DIRECTION: Return unchanged the part of the entries below that opens with the line containing "the dark jacket" and runs through the end of the entries, including both ends.

Items from a dataset:
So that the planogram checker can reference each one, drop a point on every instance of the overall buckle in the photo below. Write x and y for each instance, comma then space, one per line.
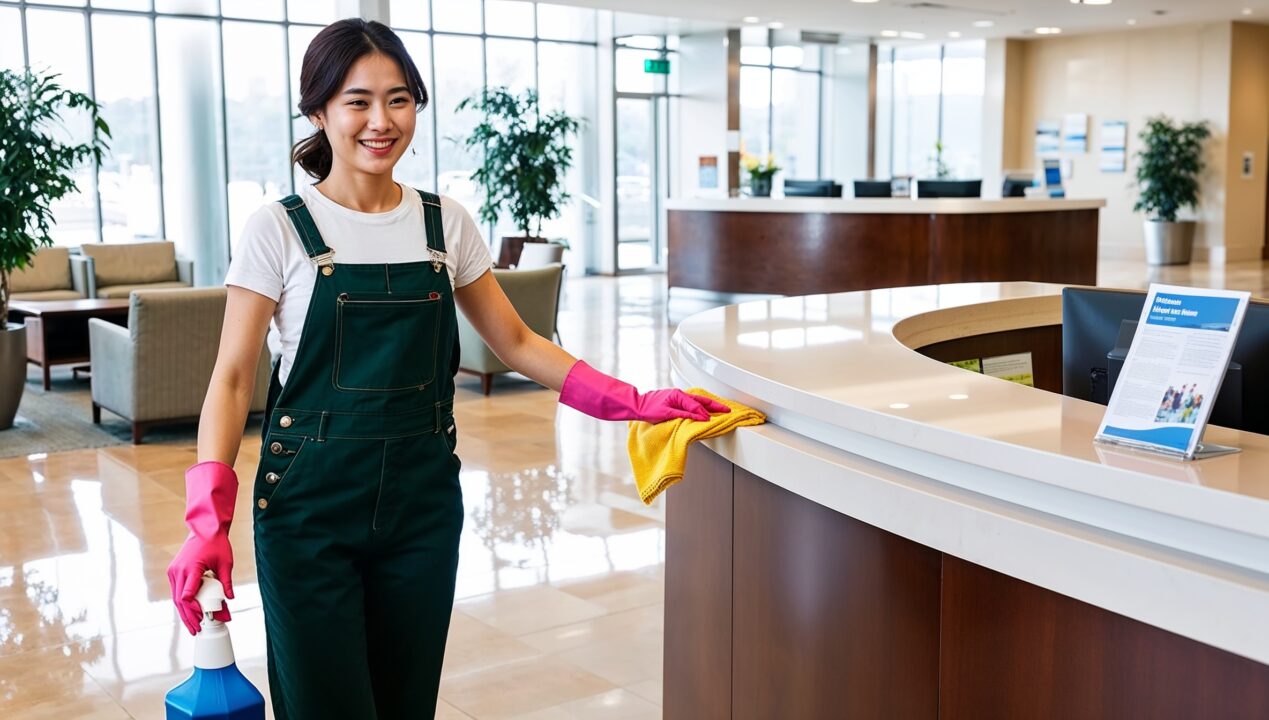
325, 262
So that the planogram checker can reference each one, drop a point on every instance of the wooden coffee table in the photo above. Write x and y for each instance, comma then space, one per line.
57, 329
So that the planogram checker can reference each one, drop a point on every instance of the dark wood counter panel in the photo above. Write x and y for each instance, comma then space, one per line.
803, 253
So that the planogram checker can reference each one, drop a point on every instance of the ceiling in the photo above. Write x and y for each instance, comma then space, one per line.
937, 18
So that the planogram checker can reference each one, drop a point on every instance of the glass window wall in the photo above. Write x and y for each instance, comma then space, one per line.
781, 95
171, 108
930, 97
128, 179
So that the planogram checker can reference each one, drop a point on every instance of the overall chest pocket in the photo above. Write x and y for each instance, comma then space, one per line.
386, 342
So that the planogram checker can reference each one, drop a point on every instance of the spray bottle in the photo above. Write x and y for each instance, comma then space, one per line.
216, 690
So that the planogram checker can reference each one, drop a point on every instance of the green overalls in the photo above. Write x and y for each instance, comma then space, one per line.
357, 498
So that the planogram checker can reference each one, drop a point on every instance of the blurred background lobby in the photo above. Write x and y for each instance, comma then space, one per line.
561, 584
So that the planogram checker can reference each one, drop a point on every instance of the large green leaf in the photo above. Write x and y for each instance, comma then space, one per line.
36, 165
527, 156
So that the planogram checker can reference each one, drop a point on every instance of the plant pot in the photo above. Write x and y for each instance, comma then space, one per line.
1169, 243
13, 371
509, 253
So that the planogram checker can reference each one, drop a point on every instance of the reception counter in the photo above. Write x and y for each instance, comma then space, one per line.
905, 539
814, 245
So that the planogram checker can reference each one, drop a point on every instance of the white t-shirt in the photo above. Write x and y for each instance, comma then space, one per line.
270, 259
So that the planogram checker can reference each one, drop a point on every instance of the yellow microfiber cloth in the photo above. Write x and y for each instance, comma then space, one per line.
660, 452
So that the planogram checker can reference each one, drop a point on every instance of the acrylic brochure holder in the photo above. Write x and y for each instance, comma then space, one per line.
1173, 372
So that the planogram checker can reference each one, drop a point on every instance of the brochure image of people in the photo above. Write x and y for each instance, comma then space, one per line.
1174, 368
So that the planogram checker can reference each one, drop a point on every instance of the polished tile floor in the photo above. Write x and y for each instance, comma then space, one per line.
558, 610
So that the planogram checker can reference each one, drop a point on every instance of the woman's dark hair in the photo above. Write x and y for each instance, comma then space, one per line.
326, 62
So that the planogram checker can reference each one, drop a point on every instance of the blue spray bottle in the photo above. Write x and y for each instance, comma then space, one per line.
216, 690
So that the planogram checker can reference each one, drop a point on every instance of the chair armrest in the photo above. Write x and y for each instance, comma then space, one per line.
185, 271
84, 276
113, 366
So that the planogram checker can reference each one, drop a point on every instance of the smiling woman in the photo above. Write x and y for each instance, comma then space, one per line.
357, 498
380, 97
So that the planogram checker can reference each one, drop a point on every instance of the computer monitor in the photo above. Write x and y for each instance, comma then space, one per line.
948, 188
812, 188
872, 189
1098, 326
1052, 173
1015, 184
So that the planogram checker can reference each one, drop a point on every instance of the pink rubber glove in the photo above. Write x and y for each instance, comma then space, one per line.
211, 489
609, 399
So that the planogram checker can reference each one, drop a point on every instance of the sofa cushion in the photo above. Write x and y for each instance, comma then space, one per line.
132, 263
47, 295
122, 291
50, 269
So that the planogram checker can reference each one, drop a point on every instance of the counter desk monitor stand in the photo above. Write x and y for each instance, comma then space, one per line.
812, 188
873, 188
1098, 326
948, 188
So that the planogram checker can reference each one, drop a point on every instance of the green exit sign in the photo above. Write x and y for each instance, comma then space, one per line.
656, 66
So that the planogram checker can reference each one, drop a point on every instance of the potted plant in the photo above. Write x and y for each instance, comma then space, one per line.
760, 173
36, 169
527, 155
1168, 168
940, 168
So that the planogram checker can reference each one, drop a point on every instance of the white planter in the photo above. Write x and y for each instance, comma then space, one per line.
1169, 243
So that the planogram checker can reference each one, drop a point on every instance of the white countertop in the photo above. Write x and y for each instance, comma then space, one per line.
995, 473
891, 206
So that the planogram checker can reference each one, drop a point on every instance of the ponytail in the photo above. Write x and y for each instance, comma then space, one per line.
314, 155
326, 62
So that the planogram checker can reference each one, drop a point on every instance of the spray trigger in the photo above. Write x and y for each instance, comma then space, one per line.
211, 596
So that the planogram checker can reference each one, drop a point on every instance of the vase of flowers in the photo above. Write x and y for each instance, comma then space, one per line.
760, 173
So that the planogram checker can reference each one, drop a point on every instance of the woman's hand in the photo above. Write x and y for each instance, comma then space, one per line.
609, 399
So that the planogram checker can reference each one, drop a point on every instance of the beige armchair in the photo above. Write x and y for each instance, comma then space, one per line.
536, 296
157, 368
114, 269
47, 277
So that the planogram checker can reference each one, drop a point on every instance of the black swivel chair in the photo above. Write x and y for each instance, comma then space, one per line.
812, 188
872, 189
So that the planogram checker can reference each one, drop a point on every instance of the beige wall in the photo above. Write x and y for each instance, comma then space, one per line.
1249, 132
1183, 71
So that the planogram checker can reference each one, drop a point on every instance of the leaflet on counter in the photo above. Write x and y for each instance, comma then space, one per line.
1174, 368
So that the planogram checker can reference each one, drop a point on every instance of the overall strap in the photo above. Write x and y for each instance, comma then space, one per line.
307, 230
432, 221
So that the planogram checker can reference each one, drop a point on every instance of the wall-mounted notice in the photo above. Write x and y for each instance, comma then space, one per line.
1174, 370
1114, 146
1075, 132
707, 177
1047, 139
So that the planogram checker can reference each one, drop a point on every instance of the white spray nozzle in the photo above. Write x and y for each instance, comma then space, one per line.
211, 596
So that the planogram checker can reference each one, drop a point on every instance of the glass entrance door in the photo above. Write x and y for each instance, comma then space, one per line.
640, 182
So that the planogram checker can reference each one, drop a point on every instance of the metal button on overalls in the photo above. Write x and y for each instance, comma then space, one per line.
362, 539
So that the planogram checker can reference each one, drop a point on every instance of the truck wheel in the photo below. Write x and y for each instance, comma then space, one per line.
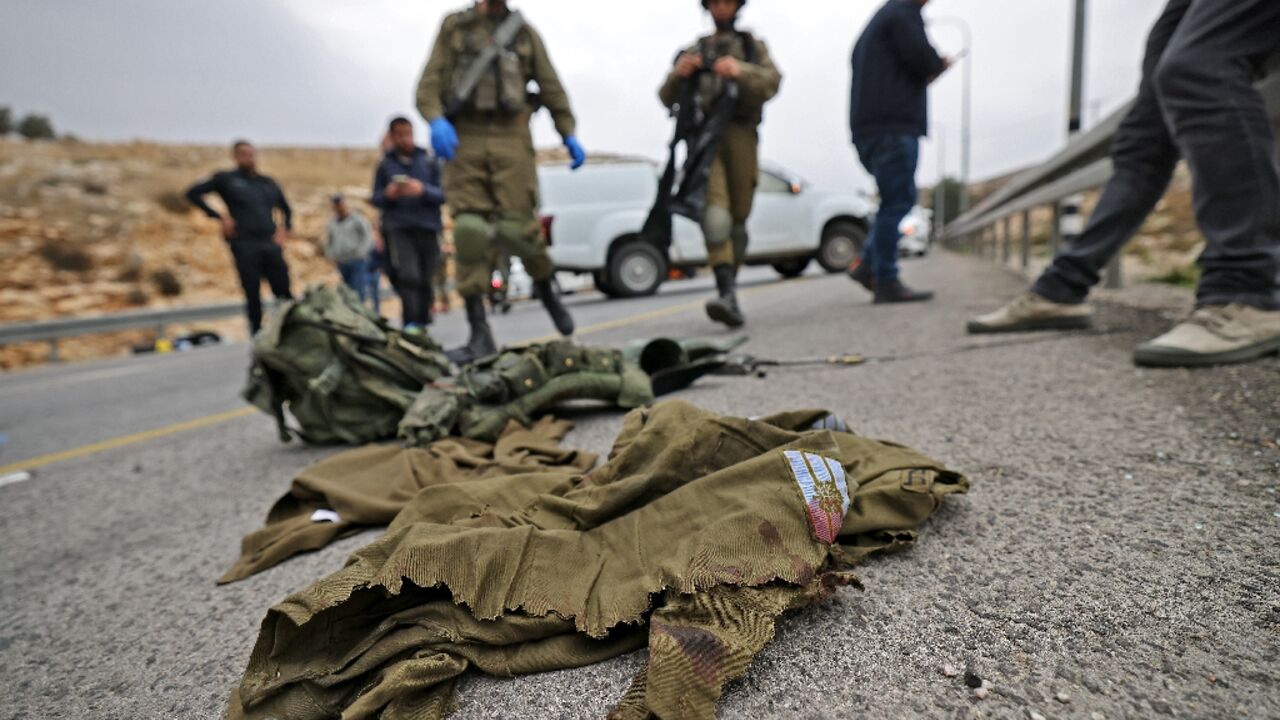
841, 244
791, 267
602, 282
636, 268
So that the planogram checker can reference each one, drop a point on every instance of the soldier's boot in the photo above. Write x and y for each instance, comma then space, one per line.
725, 308
545, 291
480, 343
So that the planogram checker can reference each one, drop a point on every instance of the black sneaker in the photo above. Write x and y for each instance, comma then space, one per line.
899, 292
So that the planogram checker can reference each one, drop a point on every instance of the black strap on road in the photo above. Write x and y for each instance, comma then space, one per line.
702, 133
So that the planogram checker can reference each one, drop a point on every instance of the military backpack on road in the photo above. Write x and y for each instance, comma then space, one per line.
339, 370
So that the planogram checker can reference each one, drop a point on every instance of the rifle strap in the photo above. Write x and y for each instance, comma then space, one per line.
502, 39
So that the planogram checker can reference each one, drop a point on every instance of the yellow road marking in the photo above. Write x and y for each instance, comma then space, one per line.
126, 441
40, 461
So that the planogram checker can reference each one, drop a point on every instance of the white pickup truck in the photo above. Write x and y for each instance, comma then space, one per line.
593, 219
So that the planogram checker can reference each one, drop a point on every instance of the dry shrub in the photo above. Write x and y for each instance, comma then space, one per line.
167, 282
173, 201
132, 269
65, 255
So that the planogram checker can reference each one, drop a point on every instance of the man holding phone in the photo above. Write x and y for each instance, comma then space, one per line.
894, 65
407, 188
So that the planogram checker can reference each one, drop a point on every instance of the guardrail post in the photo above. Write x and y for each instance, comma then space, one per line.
1006, 240
1115, 278
1057, 227
1027, 238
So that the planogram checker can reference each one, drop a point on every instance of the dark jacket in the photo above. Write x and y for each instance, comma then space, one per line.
410, 213
251, 201
894, 64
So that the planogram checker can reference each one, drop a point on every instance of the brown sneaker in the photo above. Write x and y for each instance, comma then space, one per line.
1032, 311
1214, 335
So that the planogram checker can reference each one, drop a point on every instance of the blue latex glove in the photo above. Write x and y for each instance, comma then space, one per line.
575, 151
444, 139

EXERCISE OUTPUT:
So that the planogram checker can reference each one, drop a point on every instance of the dark jacket in the photo above. Write x and y for each instance, comma then space, one per line.
410, 213
251, 201
894, 64
So that the planogram checker can reference each one, drop a point on every instance of the brown sneaker in the photo above. Write x and y for each instance, comma then space, one per line.
1032, 311
1214, 335
So that the planogram checker can reference each one, drop a point on every instance of the blue latex glove in the photo above. Write x and y for each instance, comma then space, one per line.
575, 151
444, 139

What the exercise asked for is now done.